‘Gossips are not going to go away anytime soon.’ (Aquamarine/20th Century Studios)
Women love hearing about other women’s misfortunes, and this week we were given a treat. “This story starts in a bathroom in Venice,” wrote the former TV presenter and author Liz Fraser, recounting how a gossip website ruined her life.
Already exhausted by years of vicious online remarks about every aspect of her existence, Fraser described how she had retreated from the world, and was even avoiding socialising in case fellow school mums wrote about it afterwards. And now some unknown foe had spotted her having “a quiet coffee and gelato” with her daughter in the Italian city, and made an acerbic comment about it on the Tattle Life website. Soaking in the bath that night and feeling horribly hunted, she says she reached her “rock bottom”.
Celebrities and influencers have been complaining about Tattle Life’s existence for years, and Fraser’s dramatic new tale of persecution only adds more energy to the growing campaign against it. In February, a group of Labour MPs wrote to Ofcom implying that posts on the site were responsible for the suicide of a 16-year-old girl called Princess Bliss Dickson. Ofcom has since said it is “moving quickly” to examine if there are grounds to take action, while the Information Commission said it is also investigating.
On one hand, then, we have the framing of the famous and semi-famous women who say they have been deeply hurt by Tattle Life: a place of unalloyed evil, seething with inexplicable hatred and contempt. But there are other stories too, and to my mind they complicate matters. One such story is also narrated by Fraser, and it starts well before that fateful night in the bath.
It can be found over on her Instagram account, where she visually depicts a life that appears to be heading towards perfection in an ever-ascending arc. Row after row of artfully composed photographs display her gorgeous existence for the admiration of passers-by. There are morning espressos in Venice, where she seems to spend much of the year; shots of her beautiful children and handsome man; selfie after selfie of her own toned body and immensely photogenic face.

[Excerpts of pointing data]

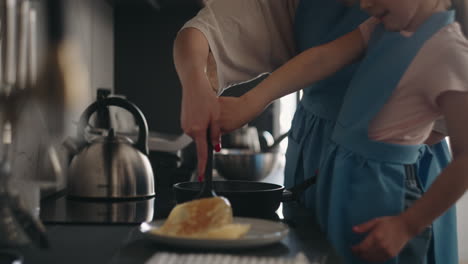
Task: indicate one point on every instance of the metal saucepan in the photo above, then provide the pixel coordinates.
(246, 164)
(247, 198)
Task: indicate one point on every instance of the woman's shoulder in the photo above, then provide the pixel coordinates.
(450, 43)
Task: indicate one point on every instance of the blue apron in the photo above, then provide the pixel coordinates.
(365, 179)
(317, 22)
(444, 245)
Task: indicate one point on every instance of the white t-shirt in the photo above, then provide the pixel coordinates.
(441, 65)
(247, 37)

*STATED PROBLEM 1*: Write out all of the pointing data records word for word, and leave out the pictures.
*STATED PROBLEM 2*: Please carry the piece on Liz Fraser and the Tattle Life website forward from its last sentence.

*EXERCISE RESULT 1*:
Task: indicate one point on every instance of the metal saucepan in the photo above, then provide the pixel coordinates.
(246, 164)
(247, 198)
Task: indicate one point on every instance of the woman's shoulder in the photo above, then provide the pixel coordinates.
(450, 43)
Task: indicate one point on every instance of the blue apron in the photo above, then provide the pixel coordinates.
(365, 179)
(317, 22)
(444, 245)
Task: indicate one point on every instance of the white t-shirt in the photo above, then provide the pixel coordinates.
(441, 65)
(247, 37)

*EXERCISE RESULT 2*:
Here is Liz flushed after another marathon; here she is drinking champagne and toasting the camera; here she stands on a mountain peak. Here is a picture of her brunch in Salzburg; here she is in the bath again, muscled legs stretched out glistening before her. The accompanying captions try to convey humility and likeableness, and her wish to “make a small difference to some part of the universe”, but the pictures themselves scream success, money, desirability, winning at life.
Viewers are obviously supposed to covet what this woman has, for there would be little point in the laborious display otherwise. What they are not supposed to do, presumably, is imagine Fraser taking a photo of her own legs in the bath: tucking her chin, craning her neck awkwardly back and perching the phone on her chest as she tries to get the angle right, wiping the lens intermittently with a flannel to stop it getting fogged up. The anonymous posters on Tattle Life imagine all this sort of thing and more, providing a brutally deflating commentary to the curated exhibition that is often as funny as it is biting. Egging each other on, they virtually gather to dissect, mock, speculate, bitch, and generally have a lovely time at Fraser’s expense. And they are particularly scathing about the way she likes to photograph her own legs.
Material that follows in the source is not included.